Bully, di Bully dan mem-Bully

Bully, di Bully dan mem-Bully

Siapa yang nggak mengenal kata “Bully”?
Di zaman serba modern ini, teknologi juga berpengaruh besar terhadap penyerapan kata-kata baru sekalipun dalam bahsa asing. Menurut Google searc engine, Bully memiliki arti :










Sumber gambar : dokumen pribadi
Tapi, sepemahaman kita, Bully berarti “menyudutkan” seseorang melalui bahasa verbal. Tanpa kita sadari, panggilan atau julukan yang kita “sematkan” pada salah satu teman di kelas, bisa menjadi “Bully yang kasat mata”
------------------------------------
Tantangan
Tentukan apakah tiap pernyataan di bawah ini sesuai dengan kutipan tentang bully, lalu jawab ya atau tidak beserta kata-kata penentunya yang dikutip persis dari kutipan.
1. Bully dipahami sebagai tindakan menyudutkan seseorang melalui bahasa verbal.
2. Julukan yang diberikan kepada teman di kelas disebut tidak mungkin menjadi bully.
3. Sumber gambar disebut berasal dari dokumen pribadi.
Catatan berikut diambil dari sumber yang berbeda.

Kumpulan Data
------------------------------------
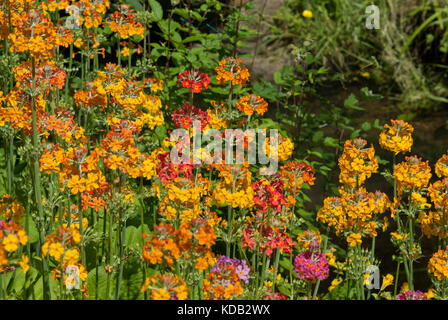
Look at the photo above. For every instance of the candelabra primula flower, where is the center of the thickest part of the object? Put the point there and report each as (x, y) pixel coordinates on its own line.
------------------------------------
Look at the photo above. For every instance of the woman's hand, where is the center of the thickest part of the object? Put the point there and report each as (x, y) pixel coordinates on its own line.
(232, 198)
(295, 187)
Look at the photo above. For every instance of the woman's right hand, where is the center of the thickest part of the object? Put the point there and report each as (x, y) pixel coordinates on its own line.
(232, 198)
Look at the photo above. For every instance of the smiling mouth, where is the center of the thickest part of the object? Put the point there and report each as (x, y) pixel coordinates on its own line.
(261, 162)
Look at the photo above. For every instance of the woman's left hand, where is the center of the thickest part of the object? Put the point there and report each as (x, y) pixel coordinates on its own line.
------------------------------------
Tugas Selesai
1. Ya: "Bully berarti “menyudutkan” seseorang melalui bahasa verbal"
2. Tidak: "panggilan atau julukan yang kita “sematkan” pada salah satu teman di kelas, bisa menjadi “Bully yang kasat mata”"
3. Ya: "Sumber gambar : dokumen pribadi"